-- Text passage --

---*---

2.2 Data and methods 2.2.1 Data sources

Daily and monthly rainfall from 1961 to 2012 were collected from 59 rain gauge stations (Fig. 2.1b) of the Vietnam Meteorology and Hydrology Administration (VNMHA), including 32 stations located in the north of 17°N (north region; NR) and 27 stations in the south of 17°N (south region; SR), and gridded dataset of the Global Precipitation Climatology Centre (GPCC; Schneider et al., 2015) from 1961 to 2012. In this study, we extracted and analyzed the data from stations that satisfies the following conditions: (1) more than 30 years of rainfall data existed; (2) SOND seasons with more than 10 years of missing data were not included for extreme index calculation. The quality of the rain gauge station data was verified using the five-sigma rule following Nguyen-Xuan et al. (2016).

---*---

-- Data excerpts --
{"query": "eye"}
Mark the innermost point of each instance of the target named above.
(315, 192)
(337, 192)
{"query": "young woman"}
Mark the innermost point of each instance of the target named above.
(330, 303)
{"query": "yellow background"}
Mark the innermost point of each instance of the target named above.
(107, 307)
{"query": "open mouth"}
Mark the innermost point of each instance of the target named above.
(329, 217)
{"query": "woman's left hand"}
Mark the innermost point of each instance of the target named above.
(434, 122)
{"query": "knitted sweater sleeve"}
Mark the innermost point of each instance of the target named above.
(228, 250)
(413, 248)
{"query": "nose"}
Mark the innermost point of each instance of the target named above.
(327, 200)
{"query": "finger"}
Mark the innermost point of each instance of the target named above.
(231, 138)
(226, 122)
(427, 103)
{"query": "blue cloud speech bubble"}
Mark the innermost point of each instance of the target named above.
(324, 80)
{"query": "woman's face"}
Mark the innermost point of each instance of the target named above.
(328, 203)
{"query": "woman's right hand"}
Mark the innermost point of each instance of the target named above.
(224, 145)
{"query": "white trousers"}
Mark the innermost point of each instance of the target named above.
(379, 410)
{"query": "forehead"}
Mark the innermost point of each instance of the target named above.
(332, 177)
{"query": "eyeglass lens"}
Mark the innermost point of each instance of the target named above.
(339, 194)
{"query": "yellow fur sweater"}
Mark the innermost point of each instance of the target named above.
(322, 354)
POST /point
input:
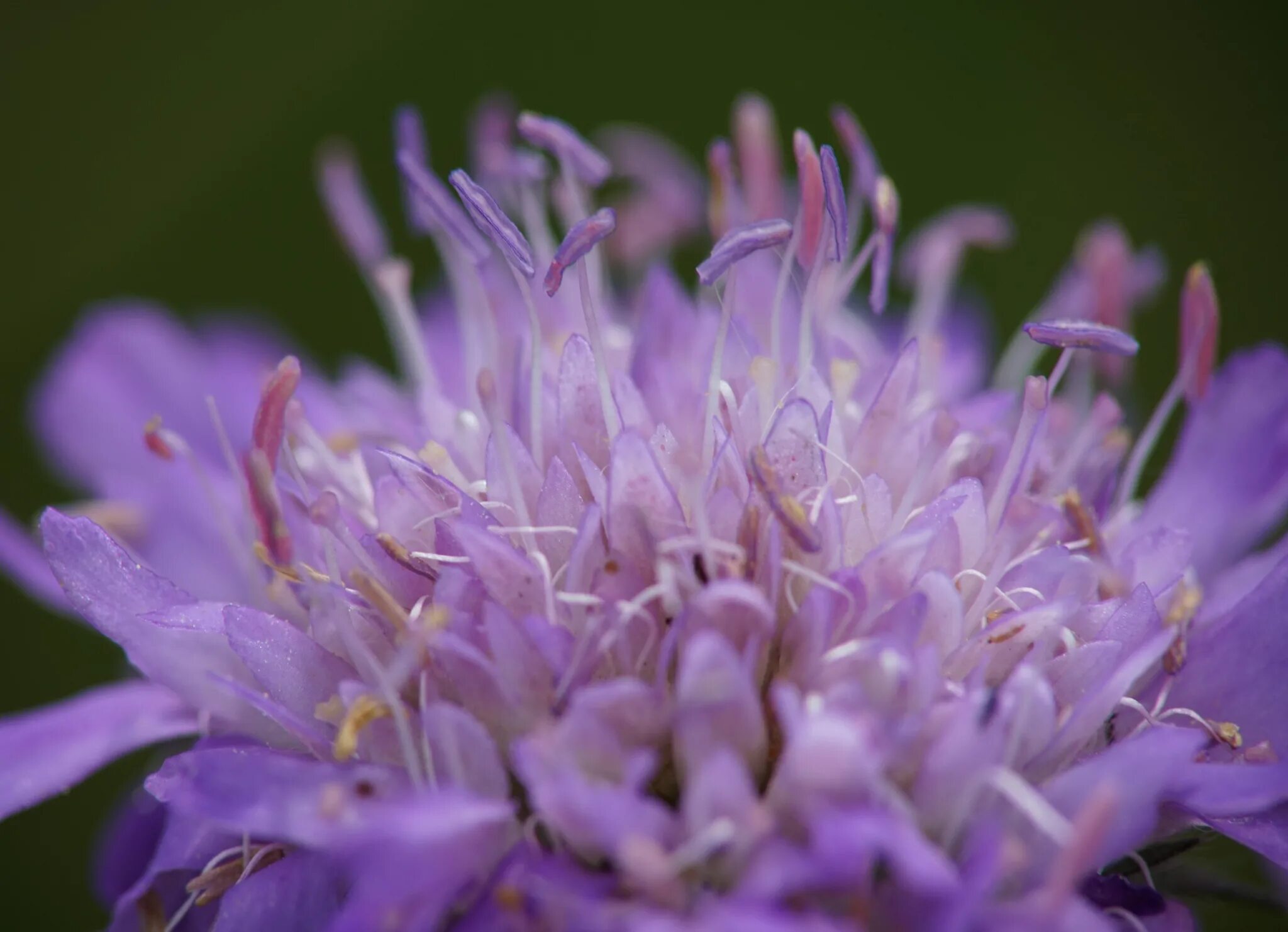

---*---

Copy out the portion of the passage on rainfall data sources between "Daily and monthly" and "et al. (2016).", inclusive.

Daily and monthly rainfall from 1961 to 2012 were collected from 59 rain gauge stations (Fig. 2.1b) of the Vietnam Meteorology and Hydrology Administration (VNMHA), including 32 stations located in the north of 17°N (north region; NR) and 27 stations in the south of 17°N (south region; SR), and gridded dataset of the Global Precipitation Climatology Centre (GPCC; Schneider et al., 2015) from 1961 to 2012. In this study, we extracted and analyzed the data from stations that satisfies the following conditions: (1) more than 30 years of rainfall data existed; (2) SOND seasons with more than 10 years of missing data were not included for extreme index calculation. The quality of the rain gauge station data was verified using the five-sigma rule following Nguyen-Xuan et al. (2016).